- What you should do: Display each line of the entries below that contains the word "distant", reproducing every such line in full.

- Supplied data:
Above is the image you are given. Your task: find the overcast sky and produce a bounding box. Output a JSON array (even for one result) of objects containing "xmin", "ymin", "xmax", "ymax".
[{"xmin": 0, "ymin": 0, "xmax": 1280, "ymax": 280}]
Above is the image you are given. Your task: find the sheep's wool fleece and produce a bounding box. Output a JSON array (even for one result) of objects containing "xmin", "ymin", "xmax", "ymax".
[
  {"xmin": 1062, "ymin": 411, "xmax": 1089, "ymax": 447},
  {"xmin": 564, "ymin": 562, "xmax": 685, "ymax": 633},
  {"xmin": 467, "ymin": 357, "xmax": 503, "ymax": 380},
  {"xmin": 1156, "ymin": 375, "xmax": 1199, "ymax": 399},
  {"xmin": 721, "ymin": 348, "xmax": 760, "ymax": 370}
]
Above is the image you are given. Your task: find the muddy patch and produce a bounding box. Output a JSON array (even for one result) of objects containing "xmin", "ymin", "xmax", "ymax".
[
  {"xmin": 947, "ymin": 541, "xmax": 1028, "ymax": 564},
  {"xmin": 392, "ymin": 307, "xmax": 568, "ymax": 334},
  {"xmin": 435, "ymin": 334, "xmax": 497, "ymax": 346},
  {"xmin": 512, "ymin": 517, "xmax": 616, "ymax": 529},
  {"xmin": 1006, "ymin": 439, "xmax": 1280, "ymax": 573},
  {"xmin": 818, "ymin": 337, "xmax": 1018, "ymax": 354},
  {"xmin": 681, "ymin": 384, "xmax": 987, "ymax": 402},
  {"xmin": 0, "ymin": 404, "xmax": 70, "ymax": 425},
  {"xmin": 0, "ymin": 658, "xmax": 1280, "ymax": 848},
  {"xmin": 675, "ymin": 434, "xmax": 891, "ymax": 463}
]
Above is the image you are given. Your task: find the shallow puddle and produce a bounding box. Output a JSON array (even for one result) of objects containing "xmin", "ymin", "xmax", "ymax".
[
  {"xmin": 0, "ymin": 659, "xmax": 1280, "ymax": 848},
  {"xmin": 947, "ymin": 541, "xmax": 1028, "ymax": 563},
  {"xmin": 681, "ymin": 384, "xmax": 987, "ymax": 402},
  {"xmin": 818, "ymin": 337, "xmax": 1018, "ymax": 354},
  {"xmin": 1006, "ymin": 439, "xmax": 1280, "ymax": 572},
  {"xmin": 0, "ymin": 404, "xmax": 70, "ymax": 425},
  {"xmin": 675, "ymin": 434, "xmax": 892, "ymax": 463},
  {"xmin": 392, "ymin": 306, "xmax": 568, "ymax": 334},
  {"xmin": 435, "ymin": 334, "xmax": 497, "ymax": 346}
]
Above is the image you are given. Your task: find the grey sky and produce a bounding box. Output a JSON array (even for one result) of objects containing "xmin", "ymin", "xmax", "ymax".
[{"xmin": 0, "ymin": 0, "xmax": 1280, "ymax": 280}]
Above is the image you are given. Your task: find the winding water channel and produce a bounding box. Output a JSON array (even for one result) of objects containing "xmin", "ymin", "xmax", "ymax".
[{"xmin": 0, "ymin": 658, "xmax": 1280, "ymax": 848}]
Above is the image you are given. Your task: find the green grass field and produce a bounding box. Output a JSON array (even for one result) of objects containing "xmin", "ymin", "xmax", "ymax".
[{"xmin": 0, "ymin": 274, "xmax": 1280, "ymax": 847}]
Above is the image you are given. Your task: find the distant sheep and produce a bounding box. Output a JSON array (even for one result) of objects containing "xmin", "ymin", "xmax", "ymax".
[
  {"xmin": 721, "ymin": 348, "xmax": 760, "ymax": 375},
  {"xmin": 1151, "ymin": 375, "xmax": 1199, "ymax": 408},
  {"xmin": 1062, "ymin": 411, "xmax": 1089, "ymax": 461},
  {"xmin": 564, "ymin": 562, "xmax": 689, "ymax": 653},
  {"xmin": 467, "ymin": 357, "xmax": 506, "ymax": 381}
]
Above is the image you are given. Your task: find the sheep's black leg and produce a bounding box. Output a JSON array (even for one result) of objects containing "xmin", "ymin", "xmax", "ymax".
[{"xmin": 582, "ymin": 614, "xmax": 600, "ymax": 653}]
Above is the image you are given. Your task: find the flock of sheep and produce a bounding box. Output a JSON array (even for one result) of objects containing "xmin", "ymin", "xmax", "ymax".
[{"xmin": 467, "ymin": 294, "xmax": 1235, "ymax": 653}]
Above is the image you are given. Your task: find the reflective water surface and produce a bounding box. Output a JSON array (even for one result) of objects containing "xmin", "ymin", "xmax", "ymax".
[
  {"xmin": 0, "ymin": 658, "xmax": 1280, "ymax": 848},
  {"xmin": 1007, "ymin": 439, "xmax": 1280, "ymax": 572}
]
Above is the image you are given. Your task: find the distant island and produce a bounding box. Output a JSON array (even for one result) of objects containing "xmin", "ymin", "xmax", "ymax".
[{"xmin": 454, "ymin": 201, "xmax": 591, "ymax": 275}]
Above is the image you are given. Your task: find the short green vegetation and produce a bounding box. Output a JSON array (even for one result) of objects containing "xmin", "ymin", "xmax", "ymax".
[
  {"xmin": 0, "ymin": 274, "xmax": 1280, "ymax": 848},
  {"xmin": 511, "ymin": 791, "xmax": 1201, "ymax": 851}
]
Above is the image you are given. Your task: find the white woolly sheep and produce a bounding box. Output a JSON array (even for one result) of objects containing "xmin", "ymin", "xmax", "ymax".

- Response for this exercise:
Above is the image you are given. Your task: find the distant sheep and produce a bounding box. Output a JSON array (even for one result) of objects containing "xmin", "ymin", "xmax", "ymax".
Above is the image you are given. Your task: find the distant island and produce a bounding box. Output a JSON array (even for one result) of objects containing "xmin", "ymin", "xmax", "ymax".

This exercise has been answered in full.